Reproduce each of the following rows verbatim, one after another, without altering any character.

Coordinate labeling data
** Begin **
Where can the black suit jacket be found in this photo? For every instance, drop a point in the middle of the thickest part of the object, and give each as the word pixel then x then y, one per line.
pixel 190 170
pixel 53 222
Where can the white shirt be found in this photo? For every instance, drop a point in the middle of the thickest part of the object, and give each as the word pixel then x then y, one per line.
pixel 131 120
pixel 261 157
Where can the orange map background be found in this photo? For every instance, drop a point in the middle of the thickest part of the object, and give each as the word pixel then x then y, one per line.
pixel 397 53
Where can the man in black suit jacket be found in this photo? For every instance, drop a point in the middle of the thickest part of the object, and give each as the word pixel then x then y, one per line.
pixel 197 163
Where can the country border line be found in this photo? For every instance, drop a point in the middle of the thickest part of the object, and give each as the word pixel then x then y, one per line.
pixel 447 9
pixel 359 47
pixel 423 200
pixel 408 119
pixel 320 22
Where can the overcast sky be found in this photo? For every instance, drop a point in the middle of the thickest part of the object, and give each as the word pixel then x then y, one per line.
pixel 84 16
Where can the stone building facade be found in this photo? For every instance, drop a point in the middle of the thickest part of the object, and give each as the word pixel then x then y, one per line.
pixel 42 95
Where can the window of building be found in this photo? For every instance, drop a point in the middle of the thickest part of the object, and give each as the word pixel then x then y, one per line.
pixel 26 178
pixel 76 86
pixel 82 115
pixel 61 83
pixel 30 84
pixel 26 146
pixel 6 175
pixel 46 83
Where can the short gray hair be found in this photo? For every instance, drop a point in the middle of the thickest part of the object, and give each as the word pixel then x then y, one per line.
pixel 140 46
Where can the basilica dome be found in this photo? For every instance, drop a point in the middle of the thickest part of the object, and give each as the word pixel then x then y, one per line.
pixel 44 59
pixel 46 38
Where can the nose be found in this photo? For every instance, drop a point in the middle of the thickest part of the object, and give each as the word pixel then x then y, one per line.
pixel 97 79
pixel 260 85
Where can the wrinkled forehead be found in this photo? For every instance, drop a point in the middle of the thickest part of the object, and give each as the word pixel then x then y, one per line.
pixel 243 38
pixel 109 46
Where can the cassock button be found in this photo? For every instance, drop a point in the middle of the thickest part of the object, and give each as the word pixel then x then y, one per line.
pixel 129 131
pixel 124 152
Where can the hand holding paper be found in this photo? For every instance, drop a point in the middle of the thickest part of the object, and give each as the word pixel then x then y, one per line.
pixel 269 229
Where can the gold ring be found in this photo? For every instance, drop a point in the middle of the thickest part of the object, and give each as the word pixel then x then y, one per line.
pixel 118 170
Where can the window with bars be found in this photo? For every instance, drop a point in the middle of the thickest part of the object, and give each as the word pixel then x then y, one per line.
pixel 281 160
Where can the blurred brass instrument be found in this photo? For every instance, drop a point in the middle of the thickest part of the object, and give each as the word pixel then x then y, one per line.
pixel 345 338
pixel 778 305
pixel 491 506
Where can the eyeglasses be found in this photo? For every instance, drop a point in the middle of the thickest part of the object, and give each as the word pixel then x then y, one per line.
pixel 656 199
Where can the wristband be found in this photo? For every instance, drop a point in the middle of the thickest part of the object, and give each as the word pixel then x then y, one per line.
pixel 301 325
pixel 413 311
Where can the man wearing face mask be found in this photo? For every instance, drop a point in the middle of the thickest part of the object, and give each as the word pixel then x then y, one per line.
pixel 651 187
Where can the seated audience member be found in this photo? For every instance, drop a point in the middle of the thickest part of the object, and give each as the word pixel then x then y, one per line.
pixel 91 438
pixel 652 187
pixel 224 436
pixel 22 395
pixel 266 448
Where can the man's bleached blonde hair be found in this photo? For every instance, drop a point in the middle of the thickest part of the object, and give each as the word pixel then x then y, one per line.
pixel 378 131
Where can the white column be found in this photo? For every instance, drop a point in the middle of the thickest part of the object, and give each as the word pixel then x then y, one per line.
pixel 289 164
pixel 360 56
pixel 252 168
** End **
Answer to this problem:
Where can the black suit jacket be found in this photo? For every instance, drop a point in the middle of the thickest part of the object, and give each as the word pixel then x then y, one per line.
pixel 190 170
pixel 53 222
Where can the white shirt be found in this photo? For every instance, drop a point in the middle of the thickest part of the object, and give each as the word pixel then x then y, one per line.
pixel 131 120
pixel 261 157
Where can the orange map background be found in this photo? For every instance, drop a point in the middle of the thickest part of the object, and give each as the word pixel then x then y, one per line.
pixel 397 53
Where can the man in black suit jacket be found in this photo? For every instance, drop a point in the middle of the thickest part of the object, and give each as the word pixel then x then y, one per line.
pixel 197 163
Where can the country border line be found in this photo? For every instance, drop a point in the middle of the thickest part of the object, and give each as the word pixel then x then y, one per line.
pixel 447 9
pixel 359 47
pixel 423 200
pixel 408 119
pixel 320 22
Where can the overcast sky be found in this photo? For every instance, drop a point in the middle of the thickest part of the object, and give each as the word pixel then x then y, one per line.
pixel 84 16
Where can the stone building facade be found in this photo? For every instance, drop a point in the middle of the thickest part of the object, and give each as the word pixel then x then y, one per line.
pixel 42 95
Where can the window of building be found in this photo? For every instance, drop a point in the middle of the thickest part of the object, and give each as the word pixel then x then y, one per line.
pixel 26 178
pixel 76 86
pixel 82 115
pixel 61 83
pixel 30 84
pixel 26 146
pixel 6 175
pixel 46 83
Where can the short gray hair be found in this photo? For every instance, drop a point in the middle of the thickest part of the object, and give each as the word pixel then x then y, one per line.
pixel 140 46
Where can the basilica dome be found in this photo? For every instance, drop a point in the middle of the thickest part of the object, and give each as the word pixel then x then y, one per line.
pixel 44 59
pixel 46 38
Where can the nose be found in this photo? For every instance, drop a point in the middle of the thickest part of the object, and give each as the word pixel then x then y, one per line.
pixel 97 79
pixel 260 85
Where can the wrinkled forehead be found in this photo? For every instance, drop a point in the middle of the thickest part of the object, and give each as the word pixel then x then y, one per line.
pixel 243 38
pixel 109 46
Where can the cassock button be found in this photo? For every instance, drop a point in the middle of the thickest part of the object, and give each as the word pixel then x then y, one per line.
pixel 129 131
pixel 124 152
Where can the hand holding paper be found in this photo? For every instance, drop a point in the middle of the thickest part of the object, and give each as the word pixel then x then y, one per line.
pixel 269 229
Where can the gold ring be found in this photo? For every instance, drop a point in the middle of the thickest part of the object, and give each as the word pixel then x then y, one per line.
pixel 118 170
Where can the window with bars be found in this photo? For every instance, drop a point in the middle of the thickest part of the object, and give each as the word pixel then x then y, one per line.
pixel 281 160
Where can the blurred brass instrument be found in this photo? For every instance, drop a point in the middle of the thickest part of the object, and give each as the word pixel then x then y, one per line.
pixel 345 338
pixel 778 305
pixel 491 506
Where can the eyeglasses be found in this photo? For every instance, drop a point in the middle of the thickest part of the object, and give each as the word pixel then x then y, one per line.
pixel 656 199
Where can the wristband be found in this photo? For every instance, drop a point in the middle of the thickest part of the object, and give each as the word pixel then x then y, one per line.
pixel 301 325
pixel 413 311
Where can the man wearing face mask be found in this photo? For every instance, drop a point in the middle of the thickest part of the object, and give each as the word pixel then x then y, one per line.
pixel 651 187
Where can the seated audience member be found in this photo? For every instance, drop a point in the middle of the thickest part of the object, and give each as the word pixel then x then y, one per line.
pixel 91 438
pixel 652 187
pixel 224 436
pixel 22 395
pixel 266 448
Where can the man's bleached blonde hair be found in this photo? For every instance, drop a point in the middle of the thickest part of the object, and give each as the word pixel then x then y, one per line.
pixel 378 131
Where can the white column be found in this photo? For every instance, drop a point in the middle of the thickest part of the object, and give each as the word pixel then x then y, one per line.
pixel 289 164
pixel 360 56
pixel 252 168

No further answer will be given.